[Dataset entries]
☆ ☆ ☆ ☆

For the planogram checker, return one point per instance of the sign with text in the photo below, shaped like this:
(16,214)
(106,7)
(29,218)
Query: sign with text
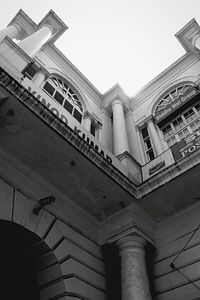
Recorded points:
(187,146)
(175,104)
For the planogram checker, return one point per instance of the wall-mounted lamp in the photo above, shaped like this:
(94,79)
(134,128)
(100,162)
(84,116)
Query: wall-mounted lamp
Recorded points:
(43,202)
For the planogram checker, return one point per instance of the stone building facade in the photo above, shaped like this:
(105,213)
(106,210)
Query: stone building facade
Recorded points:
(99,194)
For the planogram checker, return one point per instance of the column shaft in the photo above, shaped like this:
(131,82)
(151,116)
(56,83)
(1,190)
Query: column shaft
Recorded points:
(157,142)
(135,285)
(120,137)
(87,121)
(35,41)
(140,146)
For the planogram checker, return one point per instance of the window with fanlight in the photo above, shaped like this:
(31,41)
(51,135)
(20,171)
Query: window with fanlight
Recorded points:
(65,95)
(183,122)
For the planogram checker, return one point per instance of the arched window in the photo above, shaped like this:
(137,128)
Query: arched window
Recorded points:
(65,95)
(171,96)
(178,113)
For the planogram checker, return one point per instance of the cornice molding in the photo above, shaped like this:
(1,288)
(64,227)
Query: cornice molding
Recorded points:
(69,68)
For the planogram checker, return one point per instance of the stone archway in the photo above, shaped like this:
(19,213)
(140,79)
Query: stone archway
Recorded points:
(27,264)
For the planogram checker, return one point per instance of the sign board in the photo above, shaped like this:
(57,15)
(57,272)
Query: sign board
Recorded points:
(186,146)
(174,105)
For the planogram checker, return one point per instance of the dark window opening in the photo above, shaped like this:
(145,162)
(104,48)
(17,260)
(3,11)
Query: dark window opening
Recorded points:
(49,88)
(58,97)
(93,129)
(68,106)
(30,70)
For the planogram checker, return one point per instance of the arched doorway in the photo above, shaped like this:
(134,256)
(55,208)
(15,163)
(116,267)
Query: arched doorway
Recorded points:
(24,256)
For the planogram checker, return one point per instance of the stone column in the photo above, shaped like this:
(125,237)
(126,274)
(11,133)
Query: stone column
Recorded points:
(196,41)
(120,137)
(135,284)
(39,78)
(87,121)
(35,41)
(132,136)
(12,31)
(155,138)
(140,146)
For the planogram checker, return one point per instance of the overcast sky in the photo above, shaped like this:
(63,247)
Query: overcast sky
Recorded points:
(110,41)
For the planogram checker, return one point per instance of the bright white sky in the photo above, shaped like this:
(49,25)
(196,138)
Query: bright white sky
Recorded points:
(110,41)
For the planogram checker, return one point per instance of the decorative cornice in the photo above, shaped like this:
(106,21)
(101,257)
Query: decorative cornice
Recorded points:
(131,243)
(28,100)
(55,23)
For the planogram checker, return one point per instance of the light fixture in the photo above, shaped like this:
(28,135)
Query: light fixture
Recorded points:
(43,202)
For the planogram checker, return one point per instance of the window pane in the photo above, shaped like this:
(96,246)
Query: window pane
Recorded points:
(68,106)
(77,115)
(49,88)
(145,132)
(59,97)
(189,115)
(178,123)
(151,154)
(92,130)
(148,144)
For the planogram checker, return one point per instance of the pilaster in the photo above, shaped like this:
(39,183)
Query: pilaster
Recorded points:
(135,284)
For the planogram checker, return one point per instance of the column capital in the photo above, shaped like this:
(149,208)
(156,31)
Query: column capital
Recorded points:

☆ ☆ ☆ ☆

**Exercise requirements**
Pull every line of the listing above out word for word, with the pictures left out.

**Response to the task**
For the planogram checker, return one point per instance of the sign with text in the photo below, shaped like this:
(16,214)
(106,7)
(29,218)
Query: sign with text
Recorded points:
(187,146)
(175,104)
For the planogram checker, return one point per instance of the wall-mounted lamp in the photo above, shaped like this:
(94,79)
(134,128)
(100,162)
(84,116)
Query: wall-mounted lamp
Recorded points:
(43,202)
For the planogram checker, return one point per instance of the stone building facade in the photo above, shaped like this:
(105,213)
(106,210)
Query: stone building facade
Recorded points:
(99,194)
For the planogram checker, return one point per instance of the column shaft in the photo above, shaped like this:
(131,82)
(151,116)
(56,83)
(1,190)
Query: column shaft
Recorded points:
(157,142)
(135,285)
(120,137)
(87,121)
(35,41)
(140,146)
For the planogram checker, return one point per instance of the window with fanlight in the photo above, shaped like this:
(31,41)
(51,135)
(20,171)
Query: window with fanlight
Recorded points:
(65,95)
(183,122)
For the planogram checker, return one point per instance of the arched window in the photo above, shaped like this:
(137,128)
Query: arched window
Recorded points:
(65,95)
(171,96)
(178,113)
For the planogram checker, return one point per instance of the cornice molding in the photo above, shaped like this:
(1,288)
(64,227)
Query: cornice molding
Recorded points:
(69,68)
For the planogram checker, return one point per instance of the stone archway in the photo above, shaped like this:
(19,213)
(140,79)
Query: stone archway
Recorded points:
(27,264)
For the planogram checker, return one point per instance of the sign board in the photo above, shaped like this:
(57,15)
(57,272)
Query: sign board
Recorded points:
(186,146)
(174,105)
For the planogram checker, return one point per instance of the dark window opening in the photo above, shaped like this:
(145,162)
(104,48)
(17,260)
(3,11)
Query: dark window opening
Recorded points:
(49,88)
(58,97)
(93,129)
(68,106)
(30,70)
For the planogram checker, return one point per instance of the arched doorway in the photo above, shaped like this:
(134,256)
(55,208)
(15,163)
(116,267)
Query: arched doorway
Recorded points:
(24,256)
For the planogram checker, return one point per instance of the stone column in the photo above, shaped like this:
(125,237)
(126,274)
(11,133)
Query: stone column
Recorded points:
(196,41)
(120,137)
(135,284)
(39,78)
(87,121)
(35,41)
(132,136)
(12,31)
(155,138)
(140,146)
For the planogram checker, return one point per instance of the overcast sky in the photo above, shaped like this:
(63,247)
Query: overcast sky
Recorded points:
(110,41)
For the planogram checker, return one point per instance of the bright white sky in the photo above, shaped like this:
(49,25)
(196,138)
Query: bright white sky
Recorded points:
(110,41)
For the planogram checker, return one point per instance of the decorative cornice in the photo above, shaped like this:
(106,21)
(101,257)
Query: decorative cornice
Recorded points:
(131,243)
(28,100)
(55,23)
For the planogram checker, return one point per instance of the light fixture in the photo above, shaped like this:
(28,135)
Query: light fixture
Recorded points:
(43,202)
For the planogram checker, return one point per instance of the window pane in the photo above, shaped like this:
(96,246)
Query: window pane
Recorded points:
(68,106)
(77,115)
(49,88)
(145,132)
(59,97)
(189,115)
(178,123)
(151,154)
(92,130)
(148,144)
For the planogram checker, return one point per instance of the pilaster in the photo above, shaped like this:
(39,183)
Query: pilaster
Recorded points:
(135,284)
For the planogram checker, return one point per instance of the column capital in the photo above, shaped like this:
(149,208)
(156,31)
Query: column capital
Recorded points:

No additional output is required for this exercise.